▶ **YOUR INSTRUCTIONS**: Can you set down every one of the records below again, word for word?

— Start of DATA —

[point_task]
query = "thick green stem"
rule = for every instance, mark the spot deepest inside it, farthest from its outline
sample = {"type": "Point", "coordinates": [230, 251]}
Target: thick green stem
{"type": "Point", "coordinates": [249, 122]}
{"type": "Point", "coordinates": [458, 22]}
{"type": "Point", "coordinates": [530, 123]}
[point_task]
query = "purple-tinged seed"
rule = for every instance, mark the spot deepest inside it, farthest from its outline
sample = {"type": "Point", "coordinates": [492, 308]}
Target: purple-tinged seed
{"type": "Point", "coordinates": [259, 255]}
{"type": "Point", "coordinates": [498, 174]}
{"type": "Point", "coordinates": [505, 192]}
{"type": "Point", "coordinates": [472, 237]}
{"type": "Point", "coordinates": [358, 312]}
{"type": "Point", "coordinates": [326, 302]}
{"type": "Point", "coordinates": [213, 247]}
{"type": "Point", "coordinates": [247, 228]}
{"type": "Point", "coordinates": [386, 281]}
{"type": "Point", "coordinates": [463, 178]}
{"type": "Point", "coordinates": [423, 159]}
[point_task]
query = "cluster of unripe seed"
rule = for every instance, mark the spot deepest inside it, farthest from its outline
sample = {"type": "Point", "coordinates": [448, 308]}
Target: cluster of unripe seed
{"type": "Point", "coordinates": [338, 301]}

— End of DATA —

▶ **THE REPLY**:
[point_task]
query = "thick green stem"
rule = for every instance, mark the spot deepest inside it, farthest from its outline
sample = {"type": "Point", "coordinates": [230, 251]}
Target: thick green stem
{"type": "Point", "coordinates": [249, 122]}
{"type": "Point", "coordinates": [458, 22]}
{"type": "Point", "coordinates": [530, 123]}
[point_task]
query = "purple-tinged seed"
rule = for every instance, mark the spot deepest inside it, farthest from its outline
sample = {"type": "Point", "coordinates": [492, 308]}
Target: purple-tinged seed
{"type": "Point", "coordinates": [259, 255]}
{"type": "Point", "coordinates": [498, 174]}
{"type": "Point", "coordinates": [505, 192]}
{"type": "Point", "coordinates": [472, 237]}
{"type": "Point", "coordinates": [358, 312]}
{"type": "Point", "coordinates": [326, 302]}
{"type": "Point", "coordinates": [213, 247]}
{"type": "Point", "coordinates": [247, 228]}
{"type": "Point", "coordinates": [386, 281]}
{"type": "Point", "coordinates": [463, 178]}
{"type": "Point", "coordinates": [423, 159]}
[point_task]
query = "cluster of unripe seed"
rule = for every instance, mark the spot deepest inside it, farthest from its outline
sample = {"type": "Point", "coordinates": [448, 308]}
Target: cluster of unripe seed
{"type": "Point", "coordinates": [338, 301]}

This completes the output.